Your goal: Retype each of the following items word for word, with nothing changed.

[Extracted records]

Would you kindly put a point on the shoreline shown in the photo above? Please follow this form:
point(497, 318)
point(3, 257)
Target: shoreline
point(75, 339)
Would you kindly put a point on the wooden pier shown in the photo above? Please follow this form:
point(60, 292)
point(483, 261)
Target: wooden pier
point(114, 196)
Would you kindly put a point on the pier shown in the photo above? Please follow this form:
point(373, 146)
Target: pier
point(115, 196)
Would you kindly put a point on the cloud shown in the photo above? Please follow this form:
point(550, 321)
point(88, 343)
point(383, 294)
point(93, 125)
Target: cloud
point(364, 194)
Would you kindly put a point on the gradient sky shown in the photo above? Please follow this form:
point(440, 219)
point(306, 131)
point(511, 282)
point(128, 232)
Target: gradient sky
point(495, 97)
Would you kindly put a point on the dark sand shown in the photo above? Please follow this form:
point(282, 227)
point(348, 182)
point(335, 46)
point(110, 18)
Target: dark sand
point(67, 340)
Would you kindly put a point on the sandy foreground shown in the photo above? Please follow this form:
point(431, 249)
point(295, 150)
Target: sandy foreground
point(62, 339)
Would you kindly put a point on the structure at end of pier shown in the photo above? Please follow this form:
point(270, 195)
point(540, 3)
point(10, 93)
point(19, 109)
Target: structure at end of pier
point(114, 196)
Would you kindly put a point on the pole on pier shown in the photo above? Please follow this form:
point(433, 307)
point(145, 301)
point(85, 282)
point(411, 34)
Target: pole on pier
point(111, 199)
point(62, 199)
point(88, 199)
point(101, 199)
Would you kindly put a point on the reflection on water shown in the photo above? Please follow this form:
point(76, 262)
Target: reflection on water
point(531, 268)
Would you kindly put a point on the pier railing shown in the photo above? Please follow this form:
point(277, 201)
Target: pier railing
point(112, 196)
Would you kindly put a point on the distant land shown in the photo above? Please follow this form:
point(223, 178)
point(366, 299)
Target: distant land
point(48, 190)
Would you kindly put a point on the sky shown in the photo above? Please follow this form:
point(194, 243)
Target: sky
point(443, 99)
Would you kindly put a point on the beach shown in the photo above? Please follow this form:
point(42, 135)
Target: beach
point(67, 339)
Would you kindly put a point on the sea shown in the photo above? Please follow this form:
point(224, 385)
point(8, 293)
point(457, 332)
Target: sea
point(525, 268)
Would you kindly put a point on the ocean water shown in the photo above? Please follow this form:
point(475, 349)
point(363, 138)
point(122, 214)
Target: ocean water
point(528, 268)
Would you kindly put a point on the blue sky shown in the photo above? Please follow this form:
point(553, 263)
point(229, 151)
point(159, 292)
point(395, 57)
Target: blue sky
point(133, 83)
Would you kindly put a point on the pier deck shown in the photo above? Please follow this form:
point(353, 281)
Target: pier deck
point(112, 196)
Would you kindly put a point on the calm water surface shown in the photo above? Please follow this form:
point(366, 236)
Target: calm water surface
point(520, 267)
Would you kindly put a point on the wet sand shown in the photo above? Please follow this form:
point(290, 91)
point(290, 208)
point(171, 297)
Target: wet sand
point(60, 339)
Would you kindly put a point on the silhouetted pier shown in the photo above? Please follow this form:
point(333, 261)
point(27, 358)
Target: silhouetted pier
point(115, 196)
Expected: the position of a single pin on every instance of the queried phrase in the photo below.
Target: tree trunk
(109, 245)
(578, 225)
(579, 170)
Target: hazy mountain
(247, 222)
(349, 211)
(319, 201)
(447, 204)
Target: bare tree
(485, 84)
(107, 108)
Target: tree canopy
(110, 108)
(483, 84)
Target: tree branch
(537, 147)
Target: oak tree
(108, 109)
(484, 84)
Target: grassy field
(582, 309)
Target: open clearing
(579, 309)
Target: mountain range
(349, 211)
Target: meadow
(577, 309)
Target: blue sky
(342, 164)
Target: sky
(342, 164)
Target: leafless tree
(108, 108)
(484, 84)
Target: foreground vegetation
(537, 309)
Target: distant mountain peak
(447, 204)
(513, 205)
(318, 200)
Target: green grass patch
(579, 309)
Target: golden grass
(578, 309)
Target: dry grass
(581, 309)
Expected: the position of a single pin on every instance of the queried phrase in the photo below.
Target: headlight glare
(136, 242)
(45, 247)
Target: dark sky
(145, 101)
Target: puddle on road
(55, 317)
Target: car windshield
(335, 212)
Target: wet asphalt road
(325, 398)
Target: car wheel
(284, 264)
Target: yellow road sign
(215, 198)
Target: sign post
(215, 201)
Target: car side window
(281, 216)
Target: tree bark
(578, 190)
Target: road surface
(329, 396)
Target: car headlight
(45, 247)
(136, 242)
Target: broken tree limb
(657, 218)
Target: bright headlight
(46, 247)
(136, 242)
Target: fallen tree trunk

Correct output:
Would you kindly put a point on the shoreline shown in the photo above? Please follow this form:
point(497, 318)
point(3, 257)
Target: shoreline
point(75, 339)
Would you kindly put a point on the wooden pier shown in the photo above? Please follow this form:
point(60, 292)
point(483, 261)
Target: wooden pier
point(114, 196)
Would you kindly put a point on the pier shown in the photo above? Please follow this form:
point(373, 146)
Target: pier
point(115, 196)
Would you kindly put a point on the cloud shown in the photo above? Please follow this form:
point(550, 321)
point(88, 343)
point(383, 294)
point(93, 125)
Target: cloud
point(364, 194)
Would you kindly put a point on the gradient sky shown in the photo above? Please follow this form:
point(440, 219)
point(306, 131)
point(511, 282)
point(128, 232)
Target: gradient sky
point(495, 97)
Would you kindly put a point on the dark sand shown in the photo above? Please follow this form:
point(282, 227)
point(348, 182)
point(335, 46)
point(110, 18)
Target: dark sand
point(67, 340)
Would you kindly put a point on the sandy foreground shown in the photo above? Please follow this form:
point(431, 249)
point(295, 150)
Target: sandy foreground
point(62, 339)
Would you kindly put a point on the structure at end of pier shown in the photo above? Please follow this form:
point(270, 195)
point(540, 3)
point(10, 93)
point(19, 109)
Target: structure at end of pier
point(114, 196)
Would you kindly put a point on the pole on pier shown in the photo above? Please follow this form:
point(433, 307)
point(145, 301)
point(85, 282)
point(411, 34)
Target: pole on pier
point(111, 199)
point(62, 199)
point(88, 199)
point(101, 199)
Would you kindly put a point on the reflection on water shown in the photo above? Please follow this form:
point(76, 262)
Target: reflection on water
point(531, 268)
Would you kindly put a point on the pier railing shown in the photo above? Please follow this form:
point(277, 201)
Target: pier railing
point(112, 196)
Would you kindly put a point on the distant land shown in the photo above? Please follow this form:
point(223, 178)
point(366, 299)
Target: distant land
point(48, 190)
Would you kindly put a point on the sky shown in the photo above? Please follow this form:
point(194, 243)
Target: sky
point(443, 99)
Would you kindly put a point on the beach shown in the photo above? Please follow this form:
point(42, 135)
Target: beach
point(67, 339)
Would you kindly put a point on the sea shown in the photo above? Please follow this form:
point(224, 385)
point(8, 293)
point(457, 332)
Target: sea
point(525, 268)
Would you kindly put a point on the ocean water shown in the photo above? Please follow this form:
point(475, 349)
point(363, 138)
point(122, 214)
Target: ocean water
point(528, 268)
Would you kindly put a point on the blue sky shown in the photo above? Please follow this form:
point(553, 263)
point(229, 151)
point(159, 292)
point(395, 57)
Target: blue sky
point(133, 83)
Would you kindly put a point on the pier deck shown in the photo above? Please follow this form:
point(353, 281)
Target: pier deck
point(112, 196)
Would you kindly put a point on the calm water surface shown in the photo above? Please follow this form:
point(366, 236)
Target: calm water surface
point(520, 267)
Would you kindly put a point on the wet sand shown in the photo above? Please follow this form:
point(290, 91)
point(290, 208)
point(171, 297)
Target: wet sand
point(60, 339)
Would you kindly put a point on the silhouetted pier shown in the photo above? Please follow this form:
point(333, 261)
point(27, 358)
Target: silhouetted pier
point(115, 196)
Expected: the position of a single pin on every instance of the queried phrase in the photo below.
Target: tree trunk
(109, 245)
(578, 225)
(579, 170)
Target: hazy mountain
(247, 222)
(349, 211)
(319, 201)
(447, 204)
Target: bare tree
(485, 84)
(107, 108)
Target: tree canopy
(110, 108)
(483, 84)
Target: tree branch
(537, 147)
Target: oak tree
(108, 109)
(484, 84)
Target: grassy field
(582, 309)
Target: open clearing
(579, 309)
Target: mountain range
(349, 211)
Target: meadow
(577, 309)
Target: blue sky
(342, 164)
Target: sky
(342, 164)
Target: leafless tree
(108, 108)
(484, 84)
Target: foreground vegetation
(537, 309)
Target: distant mountain peak
(447, 204)
(513, 205)
(318, 200)
Target: green grass patch
(579, 309)
Target: golden grass
(578, 309)
Target: dry grass
(581, 309)
Expected: the position of a single pin on every instance of the queried phrase in the photo below.
Target: headlight glare
(136, 242)
(45, 247)
Target: dark sky
(145, 101)
Target: puddle on road
(55, 317)
Target: car windshield
(335, 212)
Target: wet asphalt road
(325, 398)
Target: car wheel
(284, 264)
Target: yellow road sign
(215, 198)
Target: sign post
(215, 201)
Target: car side window
(281, 216)
Target: tree bark
(578, 190)
Target: road surface
(329, 396)
Target: car headlight
(45, 247)
(136, 242)
Target: broken tree limb
(657, 218)
Target: bright headlight
(46, 247)
(136, 242)
Target: fallen tree trunk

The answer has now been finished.